#### DIRECTIVE
Which lines of the material contain the string "positive"? Pick out each one and copy it in full.

#### SUPPLIED RECORDS
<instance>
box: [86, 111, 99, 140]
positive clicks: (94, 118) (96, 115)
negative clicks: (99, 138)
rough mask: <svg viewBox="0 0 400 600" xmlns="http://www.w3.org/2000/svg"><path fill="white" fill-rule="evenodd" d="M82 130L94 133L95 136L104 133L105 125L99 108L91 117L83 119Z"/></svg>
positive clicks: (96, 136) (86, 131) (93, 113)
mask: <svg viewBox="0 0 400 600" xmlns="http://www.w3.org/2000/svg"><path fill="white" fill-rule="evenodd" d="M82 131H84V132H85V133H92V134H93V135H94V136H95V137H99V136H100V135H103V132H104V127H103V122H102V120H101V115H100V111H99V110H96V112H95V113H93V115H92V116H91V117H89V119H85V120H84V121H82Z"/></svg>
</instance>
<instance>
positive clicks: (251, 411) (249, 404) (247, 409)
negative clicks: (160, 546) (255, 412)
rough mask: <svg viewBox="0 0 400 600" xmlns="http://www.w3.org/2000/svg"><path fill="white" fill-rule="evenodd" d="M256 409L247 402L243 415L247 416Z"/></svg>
---
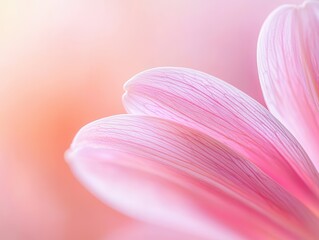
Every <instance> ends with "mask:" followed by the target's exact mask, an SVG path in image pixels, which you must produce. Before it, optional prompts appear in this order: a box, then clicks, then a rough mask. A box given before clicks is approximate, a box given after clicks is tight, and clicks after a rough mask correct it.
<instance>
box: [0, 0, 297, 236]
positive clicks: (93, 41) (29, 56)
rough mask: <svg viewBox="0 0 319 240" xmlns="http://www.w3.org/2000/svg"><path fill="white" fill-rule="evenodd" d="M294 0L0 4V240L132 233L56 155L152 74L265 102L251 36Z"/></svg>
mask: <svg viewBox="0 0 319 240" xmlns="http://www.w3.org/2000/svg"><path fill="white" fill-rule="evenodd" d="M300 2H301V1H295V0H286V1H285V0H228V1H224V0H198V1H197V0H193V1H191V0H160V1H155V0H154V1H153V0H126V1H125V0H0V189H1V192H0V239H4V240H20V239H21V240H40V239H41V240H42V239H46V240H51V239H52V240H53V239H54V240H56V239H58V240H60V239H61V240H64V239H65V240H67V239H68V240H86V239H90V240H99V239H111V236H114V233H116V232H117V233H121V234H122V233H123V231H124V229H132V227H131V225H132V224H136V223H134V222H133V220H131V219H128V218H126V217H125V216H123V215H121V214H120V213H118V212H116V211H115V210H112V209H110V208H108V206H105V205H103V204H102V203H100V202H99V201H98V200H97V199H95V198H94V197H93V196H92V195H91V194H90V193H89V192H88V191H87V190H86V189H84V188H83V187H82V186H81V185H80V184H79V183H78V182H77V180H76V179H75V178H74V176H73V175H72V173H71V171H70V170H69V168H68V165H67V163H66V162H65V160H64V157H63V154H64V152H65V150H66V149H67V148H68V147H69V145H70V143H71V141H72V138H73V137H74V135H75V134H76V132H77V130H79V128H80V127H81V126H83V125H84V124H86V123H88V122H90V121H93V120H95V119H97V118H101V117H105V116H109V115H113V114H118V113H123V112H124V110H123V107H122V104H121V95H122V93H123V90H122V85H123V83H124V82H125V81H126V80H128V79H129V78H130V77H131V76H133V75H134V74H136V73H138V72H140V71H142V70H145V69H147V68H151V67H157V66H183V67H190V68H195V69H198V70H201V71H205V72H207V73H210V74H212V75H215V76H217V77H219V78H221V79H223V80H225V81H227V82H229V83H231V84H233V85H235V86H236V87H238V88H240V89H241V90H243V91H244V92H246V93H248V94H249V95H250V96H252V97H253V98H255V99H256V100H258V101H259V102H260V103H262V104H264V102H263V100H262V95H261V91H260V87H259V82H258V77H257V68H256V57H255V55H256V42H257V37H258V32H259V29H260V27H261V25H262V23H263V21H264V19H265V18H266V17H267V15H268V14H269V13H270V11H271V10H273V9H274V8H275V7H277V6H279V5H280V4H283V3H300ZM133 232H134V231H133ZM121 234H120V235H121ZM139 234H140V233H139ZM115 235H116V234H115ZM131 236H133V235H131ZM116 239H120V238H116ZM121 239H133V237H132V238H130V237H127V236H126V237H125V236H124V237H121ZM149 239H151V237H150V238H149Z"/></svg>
--
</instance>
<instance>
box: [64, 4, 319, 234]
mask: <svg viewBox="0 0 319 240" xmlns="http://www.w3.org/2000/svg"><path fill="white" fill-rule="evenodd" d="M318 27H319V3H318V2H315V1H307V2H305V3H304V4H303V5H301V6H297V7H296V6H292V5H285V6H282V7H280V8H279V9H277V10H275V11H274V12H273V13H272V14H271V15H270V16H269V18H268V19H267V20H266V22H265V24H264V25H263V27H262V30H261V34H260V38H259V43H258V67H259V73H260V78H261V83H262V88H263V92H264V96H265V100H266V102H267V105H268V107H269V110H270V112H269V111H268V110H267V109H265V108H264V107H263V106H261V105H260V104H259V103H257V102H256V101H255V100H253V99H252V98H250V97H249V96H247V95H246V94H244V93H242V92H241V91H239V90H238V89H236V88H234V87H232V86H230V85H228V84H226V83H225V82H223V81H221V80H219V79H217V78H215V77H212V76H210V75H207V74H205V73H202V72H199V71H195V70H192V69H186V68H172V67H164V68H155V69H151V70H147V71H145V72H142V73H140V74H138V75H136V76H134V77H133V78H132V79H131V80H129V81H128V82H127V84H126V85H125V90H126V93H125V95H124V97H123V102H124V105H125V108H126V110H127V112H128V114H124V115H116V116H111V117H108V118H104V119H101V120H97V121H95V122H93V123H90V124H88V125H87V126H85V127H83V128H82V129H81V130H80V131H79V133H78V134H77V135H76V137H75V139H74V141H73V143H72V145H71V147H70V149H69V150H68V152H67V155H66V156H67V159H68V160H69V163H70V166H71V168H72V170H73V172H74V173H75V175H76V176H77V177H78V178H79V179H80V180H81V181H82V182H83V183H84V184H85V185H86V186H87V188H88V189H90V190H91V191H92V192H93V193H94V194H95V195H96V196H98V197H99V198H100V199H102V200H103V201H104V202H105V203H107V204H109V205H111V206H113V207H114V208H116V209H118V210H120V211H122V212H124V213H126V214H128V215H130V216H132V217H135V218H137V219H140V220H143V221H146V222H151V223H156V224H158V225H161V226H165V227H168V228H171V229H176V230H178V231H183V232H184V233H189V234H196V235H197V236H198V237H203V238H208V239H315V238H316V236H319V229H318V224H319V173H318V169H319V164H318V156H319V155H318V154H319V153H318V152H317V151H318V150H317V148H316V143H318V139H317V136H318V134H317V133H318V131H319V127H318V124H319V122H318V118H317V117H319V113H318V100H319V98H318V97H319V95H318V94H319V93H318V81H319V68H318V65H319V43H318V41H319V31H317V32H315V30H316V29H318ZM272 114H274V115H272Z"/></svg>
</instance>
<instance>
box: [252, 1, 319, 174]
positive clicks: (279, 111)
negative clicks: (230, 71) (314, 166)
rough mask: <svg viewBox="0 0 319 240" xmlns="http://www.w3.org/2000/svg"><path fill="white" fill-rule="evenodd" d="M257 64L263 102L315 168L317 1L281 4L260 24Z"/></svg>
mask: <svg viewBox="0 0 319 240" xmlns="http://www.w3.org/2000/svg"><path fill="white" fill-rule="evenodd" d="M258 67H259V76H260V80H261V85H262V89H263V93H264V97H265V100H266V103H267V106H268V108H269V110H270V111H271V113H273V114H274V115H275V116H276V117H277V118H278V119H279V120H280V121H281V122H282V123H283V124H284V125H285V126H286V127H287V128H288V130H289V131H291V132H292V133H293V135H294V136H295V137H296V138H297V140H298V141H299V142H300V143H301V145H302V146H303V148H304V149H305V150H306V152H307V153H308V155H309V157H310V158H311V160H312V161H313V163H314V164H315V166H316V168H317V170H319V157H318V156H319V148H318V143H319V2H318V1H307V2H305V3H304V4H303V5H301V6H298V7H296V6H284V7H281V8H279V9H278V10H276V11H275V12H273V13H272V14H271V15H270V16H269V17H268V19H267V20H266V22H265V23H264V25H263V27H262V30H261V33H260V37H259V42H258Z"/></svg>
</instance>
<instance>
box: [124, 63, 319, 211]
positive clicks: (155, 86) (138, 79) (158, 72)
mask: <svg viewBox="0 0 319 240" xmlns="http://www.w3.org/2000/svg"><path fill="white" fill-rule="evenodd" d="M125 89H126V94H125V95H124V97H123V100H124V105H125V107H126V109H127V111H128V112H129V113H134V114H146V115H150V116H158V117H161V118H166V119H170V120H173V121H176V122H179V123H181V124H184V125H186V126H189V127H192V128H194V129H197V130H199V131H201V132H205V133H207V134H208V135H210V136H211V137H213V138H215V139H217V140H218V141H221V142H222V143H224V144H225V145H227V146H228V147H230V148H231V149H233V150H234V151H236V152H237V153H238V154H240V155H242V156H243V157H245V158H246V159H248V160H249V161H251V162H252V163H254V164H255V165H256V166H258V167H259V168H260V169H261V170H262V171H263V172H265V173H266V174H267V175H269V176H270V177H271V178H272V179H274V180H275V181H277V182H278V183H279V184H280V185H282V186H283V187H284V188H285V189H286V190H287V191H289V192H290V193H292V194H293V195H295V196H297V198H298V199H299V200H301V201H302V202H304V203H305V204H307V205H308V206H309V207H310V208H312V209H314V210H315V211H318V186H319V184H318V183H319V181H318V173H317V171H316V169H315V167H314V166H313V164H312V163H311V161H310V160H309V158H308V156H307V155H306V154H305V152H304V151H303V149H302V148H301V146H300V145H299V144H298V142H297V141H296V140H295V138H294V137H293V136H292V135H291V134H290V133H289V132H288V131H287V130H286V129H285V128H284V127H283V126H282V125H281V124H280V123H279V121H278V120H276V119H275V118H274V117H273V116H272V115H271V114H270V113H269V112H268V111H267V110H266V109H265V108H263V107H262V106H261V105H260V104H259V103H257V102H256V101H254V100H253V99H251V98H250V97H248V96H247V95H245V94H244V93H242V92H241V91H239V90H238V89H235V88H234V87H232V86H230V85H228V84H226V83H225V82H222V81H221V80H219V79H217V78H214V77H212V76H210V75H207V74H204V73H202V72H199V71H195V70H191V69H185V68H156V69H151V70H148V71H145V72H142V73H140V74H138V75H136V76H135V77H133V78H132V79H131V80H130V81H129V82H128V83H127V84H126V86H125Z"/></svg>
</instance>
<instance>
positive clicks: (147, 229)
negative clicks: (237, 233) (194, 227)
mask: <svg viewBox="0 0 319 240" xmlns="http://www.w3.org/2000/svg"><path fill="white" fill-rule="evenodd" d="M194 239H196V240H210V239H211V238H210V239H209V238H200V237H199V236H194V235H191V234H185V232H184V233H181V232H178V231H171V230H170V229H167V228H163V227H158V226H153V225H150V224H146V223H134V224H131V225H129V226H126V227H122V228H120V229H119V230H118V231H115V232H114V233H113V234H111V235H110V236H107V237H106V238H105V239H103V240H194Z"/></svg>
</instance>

#### REPLY TO THE TASK
positive clicks: (94, 118) (96, 115)
positive clicks: (96, 136) (86, 131) (93, 113)
positive clicks: (251, 411) (249, 404) (247, 409)
positive clicks: (93, 41) (29, 56)
positive clicks: (279, 111)
positive clicks: (155, 86) (138, 79) (158, 72)
positive clicks: (147, 229)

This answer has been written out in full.